| Données à traiter |
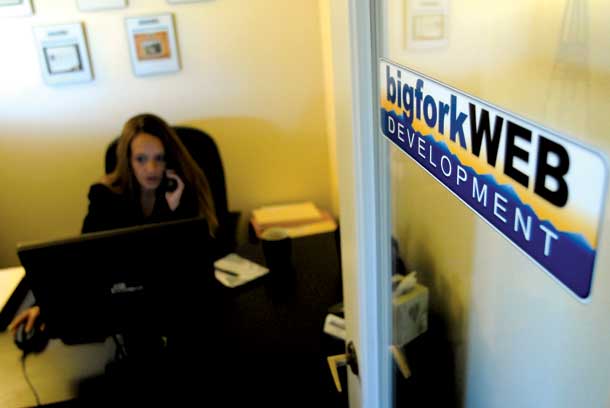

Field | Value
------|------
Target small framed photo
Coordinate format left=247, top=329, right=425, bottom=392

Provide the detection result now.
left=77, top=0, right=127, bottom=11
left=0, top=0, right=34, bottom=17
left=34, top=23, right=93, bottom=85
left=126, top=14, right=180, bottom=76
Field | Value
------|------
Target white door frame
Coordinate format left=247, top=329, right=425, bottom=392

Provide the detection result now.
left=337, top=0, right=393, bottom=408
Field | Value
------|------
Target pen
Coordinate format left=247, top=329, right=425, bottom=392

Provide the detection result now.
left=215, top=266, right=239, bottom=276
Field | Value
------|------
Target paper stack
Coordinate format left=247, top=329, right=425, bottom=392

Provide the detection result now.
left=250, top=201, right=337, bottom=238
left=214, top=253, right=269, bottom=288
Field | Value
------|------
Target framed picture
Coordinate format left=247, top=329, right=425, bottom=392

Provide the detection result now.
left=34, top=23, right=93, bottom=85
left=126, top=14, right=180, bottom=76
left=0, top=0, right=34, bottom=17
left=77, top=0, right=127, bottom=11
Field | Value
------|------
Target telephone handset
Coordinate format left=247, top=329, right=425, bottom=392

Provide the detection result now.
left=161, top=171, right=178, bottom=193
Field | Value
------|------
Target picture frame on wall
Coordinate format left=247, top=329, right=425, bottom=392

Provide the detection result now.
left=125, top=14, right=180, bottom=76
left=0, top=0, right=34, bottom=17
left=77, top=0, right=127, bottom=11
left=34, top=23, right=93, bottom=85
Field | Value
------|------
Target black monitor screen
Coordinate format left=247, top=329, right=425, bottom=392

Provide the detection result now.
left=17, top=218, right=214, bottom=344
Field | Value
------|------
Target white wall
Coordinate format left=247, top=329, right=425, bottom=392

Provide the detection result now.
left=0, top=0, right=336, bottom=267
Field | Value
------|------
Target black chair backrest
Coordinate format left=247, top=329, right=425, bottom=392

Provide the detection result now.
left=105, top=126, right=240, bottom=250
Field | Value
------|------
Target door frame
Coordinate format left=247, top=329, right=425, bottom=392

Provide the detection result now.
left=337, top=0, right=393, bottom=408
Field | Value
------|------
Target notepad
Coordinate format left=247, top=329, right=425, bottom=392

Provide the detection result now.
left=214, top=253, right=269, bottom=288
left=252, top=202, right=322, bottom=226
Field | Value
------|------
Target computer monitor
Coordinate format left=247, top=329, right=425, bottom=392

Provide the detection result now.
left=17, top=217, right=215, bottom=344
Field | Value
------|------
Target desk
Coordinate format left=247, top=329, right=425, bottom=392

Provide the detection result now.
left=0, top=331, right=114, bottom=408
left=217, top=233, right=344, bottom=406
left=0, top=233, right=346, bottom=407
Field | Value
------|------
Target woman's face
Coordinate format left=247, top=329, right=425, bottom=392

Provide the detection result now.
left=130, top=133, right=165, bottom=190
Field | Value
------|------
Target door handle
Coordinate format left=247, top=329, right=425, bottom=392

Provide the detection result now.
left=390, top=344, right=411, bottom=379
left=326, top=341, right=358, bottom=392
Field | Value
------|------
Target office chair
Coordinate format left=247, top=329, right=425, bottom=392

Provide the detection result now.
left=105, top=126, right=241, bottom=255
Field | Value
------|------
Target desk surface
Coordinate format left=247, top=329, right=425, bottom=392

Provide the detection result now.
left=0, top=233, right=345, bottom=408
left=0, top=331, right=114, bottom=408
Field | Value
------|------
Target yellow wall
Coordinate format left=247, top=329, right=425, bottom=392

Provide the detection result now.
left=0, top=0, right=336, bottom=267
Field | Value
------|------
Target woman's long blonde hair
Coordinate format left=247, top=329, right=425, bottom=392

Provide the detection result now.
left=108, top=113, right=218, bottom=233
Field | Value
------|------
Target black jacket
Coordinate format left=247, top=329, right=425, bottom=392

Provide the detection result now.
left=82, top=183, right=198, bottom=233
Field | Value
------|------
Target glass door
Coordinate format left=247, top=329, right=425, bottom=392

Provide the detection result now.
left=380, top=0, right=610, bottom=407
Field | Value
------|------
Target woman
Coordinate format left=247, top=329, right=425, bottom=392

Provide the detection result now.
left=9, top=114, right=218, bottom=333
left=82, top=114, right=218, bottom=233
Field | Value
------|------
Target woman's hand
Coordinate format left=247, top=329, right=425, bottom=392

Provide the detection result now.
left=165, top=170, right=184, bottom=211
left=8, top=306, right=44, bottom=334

| Objectif |
Filtrez la liste ci-dessus en ne conservant que les lignes qui contiennent le mot « monitor ».

| Résultat de l'exercice |
Target black monitor screen
Target computer monitor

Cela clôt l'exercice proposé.